Dalam hal bentuk prestasi debitur dalam perjanjian yang berupa tidak berbuat sesuatu, akan mudah ditentukan sejak kapan debitur melakukan wanprestasi yaitu sejak pada saat debitur berbuat sesuatu yang tidak diperbolehkan dalam perjanjian. Sedangkan bentuk prestasi debitur yang berupa berbuat sesuatu yang memberikan sesuatu apabila batas waktunya ditentukan dalam perjanjian maka menurut pasal 1238 KUH Perdata debitur dianggap melakukan wanprestasi dengan lewatnya batas waktu tersebut. Dan apabila tidak ditentukan mengenai batas waktunya maka untuk menyatakan seseorang debitur melakukan wanprestasi, diperlukan surat peringatan tertulis dari kreditur yang diberikan kepada debitur. Surat peringatan tersebut disebut dengan somasi.

C.    Sebab dan Akibat Wanprestasi
Wanprestasi terjadi disebabkan oleh sebab-sebab sebagai berikut
1.      Kesengajaan atau kelalaian debitur itu sendiri.
Unsur kesengajaan ini, timbul dari pihak itu sendiri. Jika ditinjau dari wujud-wujud wanprestasi, maka faktornya adalah:
a.       Tidak memiliki itikad baik, sehingga prestasi itu tidak dilakukan sama sekali;
b.      Faktor keadaan yang bersifat general;
c.       Tidak disiplin sehingga melakukan prestasi tersebut ketika sudah kedaluwarsa;
d.      Menyepelekan perjanjian.
2.      Adanya keadaan memaksa (overmacht).
Biasanya, overmacht terjadi karena unsur ketidaksengajaan yang sifatnya tidak diduga. Contohnya seperti kecelakaan dan bencana alam.
Ada empat akibat adanya wanprestasi, yaitu sebagai berikut
1.      Perikatan tetap ada.
2.      Debitur harus membayar ganti rugi kepada kreditur (Pasal 1243 KUH Perdata).
3.      Beban resiko beralih untuk kerugian debitur, jika halangan itu timbul setelah debitur wanprestasi, kecuali bila ada kesenjangan atau kesalahan besar dari pihak kreditur. Oleh karena itu, debitur tidak dibenarkan untuk berpegang pada keadaan memaksa.
4.      Jika perikatan lahir dari perjanjian timbal balik, kreditur dapat membebaskan diri dari kewajibannya memberikan kontra prestasi dengan menggunakan pasal 1266 KUH Perdata.
Akibat wanprestasi yang dilakukan debitur, dapat menimbulkan kerugian bagi kreditur, sanksi atau akibat-akibat hukum bagi debitur yang wanprestasi ada 4 macam, yaitu:
1.            Debitur diharuskan membayar ganti-kerugian yang diderita oleh kreditur (pasal 1243 KUH Perdata).
2.            Pembatalan perjanjian disertai dengan pembayaran ganti-kerugian (pasal 1267 KUH Perdata).

Data Catatan:
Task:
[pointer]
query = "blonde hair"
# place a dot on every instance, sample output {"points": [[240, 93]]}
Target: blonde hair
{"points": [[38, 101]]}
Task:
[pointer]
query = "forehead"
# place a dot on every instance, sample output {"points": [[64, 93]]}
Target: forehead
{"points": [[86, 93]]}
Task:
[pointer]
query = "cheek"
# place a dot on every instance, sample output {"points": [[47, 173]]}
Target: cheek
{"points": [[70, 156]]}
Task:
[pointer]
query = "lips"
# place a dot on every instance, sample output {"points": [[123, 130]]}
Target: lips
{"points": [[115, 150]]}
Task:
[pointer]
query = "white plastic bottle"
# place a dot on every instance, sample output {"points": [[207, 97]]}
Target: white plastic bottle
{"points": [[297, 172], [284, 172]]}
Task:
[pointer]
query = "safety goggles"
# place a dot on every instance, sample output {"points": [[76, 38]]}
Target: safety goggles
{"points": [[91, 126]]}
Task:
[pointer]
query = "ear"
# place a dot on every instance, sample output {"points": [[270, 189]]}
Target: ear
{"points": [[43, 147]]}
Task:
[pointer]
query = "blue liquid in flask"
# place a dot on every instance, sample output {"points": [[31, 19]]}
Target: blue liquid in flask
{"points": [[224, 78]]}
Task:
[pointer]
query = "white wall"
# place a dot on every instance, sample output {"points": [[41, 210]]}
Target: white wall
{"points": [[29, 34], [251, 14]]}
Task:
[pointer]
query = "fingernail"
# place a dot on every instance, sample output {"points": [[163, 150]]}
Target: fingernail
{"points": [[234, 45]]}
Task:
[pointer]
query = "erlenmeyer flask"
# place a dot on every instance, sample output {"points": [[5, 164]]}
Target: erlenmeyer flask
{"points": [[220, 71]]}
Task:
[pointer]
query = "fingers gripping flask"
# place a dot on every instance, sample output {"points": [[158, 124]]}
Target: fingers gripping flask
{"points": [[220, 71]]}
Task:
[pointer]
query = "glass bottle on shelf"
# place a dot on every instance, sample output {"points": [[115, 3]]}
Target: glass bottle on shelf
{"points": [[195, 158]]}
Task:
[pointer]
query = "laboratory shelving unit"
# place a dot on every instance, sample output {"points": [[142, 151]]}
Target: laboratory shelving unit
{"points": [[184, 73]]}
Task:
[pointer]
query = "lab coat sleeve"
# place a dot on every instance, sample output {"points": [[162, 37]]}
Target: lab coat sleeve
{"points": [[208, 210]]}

Daftar Tugas:
**A.** Salin kata demi kata bagian teks tentang wanprestasi, mulai dari "Unsur kesengajaan ini, timbul" sampai dengan "d.      Menyepelekan perjanjian.".
**B.** Menurut teks tentang wanprestasi, apa sebutan untuk surat peringatan tertulis dari kreditur kepada debitur?
**C.** Tulis lanjutan teks tentang wanprestasi, mulai setelah kalimat terakhirnya.
Catatan di atas tidak dipakai sama sekali dalam latihan ini.

Jawaban Latihan:
**A.**
Unsur kesengajaan ini, timbul dari pihak itu sendiri. Jika ditinjau dari wujud-wujud wanprestasi, maka faktornya adalah:
a.       Tidak memiliki itikad baik, sehingga prestasi itu tidak dilakukan sama sekali;
b.      Faktor keadaan yang bersifat general;
c.       Tidak disiplin sehingga melakukan prestasi tersebut ketika sudah kedaluwarsa;
d.      Menyepelekan perjanjian.

**B.** Somasi.

**C.**
3.            Peralihan risiko kepada debitur sejak saat terjadinya wanprestasi (pasal 1237 ayat 2 KUH Perdata).
4.            Pembayaran biaya perkara apabila diperkarakan di muka hakim (pasal 181 ayat 1 HIR).
Dalam hal debitur tidak memenuhi kewajibannya atau tidak memenuhi kewajibannya swbagaimana mestinya dan tidak dipenuhinya kewajiban itiu karena ada unsure salah padanya, maka seperti telah dikatakan bahwa ada akibat-akibat hokum yang atas tuntutan dari kreditur bisa menimpa dirinya.
Sebagaimana yang disebutkan dalam pasal 1236 dan 1243 dalam hal debitur lalai untuk memenuhi kewajiban perikatannya kreditur berhak untuk menuntut penggantian kerugian, yang berupa ongkos-ongkos, kerugian dan bunga. Selanjutnya pasal 1237 mengatakan, bahwa sejak debitur lalai, maka resiko atas objek perikatan menjadi tanggungan debitur. Yang ketiga adalah bahwa kalau perjanjian itu berupa perjanjian timbale balik, maka berdasarkan pasal 1266 sekarang kreditur berhak untuk menuntut pembatalan perjanjian, dengan atau tanpa disertai dengan tuntutan ganti rugi.

D.    Penyelesaian Sengketa Wanprestasi di Pengadilan
Karena wanprestasi mempunyai akibat-akibat yang begitu penting, maka harus ditetapkan lebih dahulu apakah si berutang melakukan wanprestasi atau lalai, dan kalau hal itu disangkal olehnya, maka harus dibuktikan di muka hakim. Pengajuan ke pengadilan tentang wanprestasi dimulai dengan adanya somasi yang dilakukan oleh seorang jurusita dari pengadilan, yang membuat proses verbal tentang pekerjaannya itu, atau juga cukup dengan surat tercatat atau surat kawat, asal saja jangan sampai dengan mudah dimungkiri oleh si berutang.
Kadang-kadang juga tidak mudah untuk mengatakan bahwa seseorang lalai atau lupa, karena seringkali juga tidak dijanjikan dengan tepat kapan sesuatu pihak diwajibkan melakukan wanprestasi yang dijanjikan.
Di pengadilan, kreditur harus sebisa mungkin membuktikan bahwa lawannya (debitur) tersebut telah melakukan wanprestasi, bukan overmacht. Begitu pula dengan debitur, debitur harus meyakinkan hakim jika kesalahan bukan terletak padanya dengan pembelaan seperti berikut:
1.            Overmacht.
2.            Menyatakan bahwa kreditur telah melepaskan haknya.
3.            Kelalaian kreditur.
Jika debitur tidak terbukti melakukan wanprestasi, maka kreditur tidak bisa menuntut apa-apa dari debitur tersebut.
Tetapi jika yang diucapkan kreditur di muka pengadilan terbukti, maka kreditur dapat menuntut:
1.    Menuntut hak pemenuhan perjanjian.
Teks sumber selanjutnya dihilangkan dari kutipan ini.